┏━━

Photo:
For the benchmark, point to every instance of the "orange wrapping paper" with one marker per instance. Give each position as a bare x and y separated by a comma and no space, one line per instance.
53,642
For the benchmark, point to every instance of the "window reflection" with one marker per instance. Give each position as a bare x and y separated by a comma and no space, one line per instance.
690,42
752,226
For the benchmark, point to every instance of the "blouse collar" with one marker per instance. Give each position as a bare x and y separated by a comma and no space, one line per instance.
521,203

┗━━

§ Requirements
Shift every coordinate in the answers by 79, adding it to both x and y, and write out all the rows again with their requests included.

§ Output below
Photo:
For the benchmark, point to every instance of the "orange wrapping paper" with one marker per instance. Give each position as a bare x and y separated by a comma and no space, one line per instance.
132,721
For the benchmark, point to every instance of the "window reflection" with one marker per instance. Give each position as a bare x and y separated by a comma and no space, one line per instance.
769,121
831,305
For the benchmark, point to every instance of the "blouse collar" with one marker per instance. Give each position as a bare x and y separated by a comma and no space, one line per instance.
600,282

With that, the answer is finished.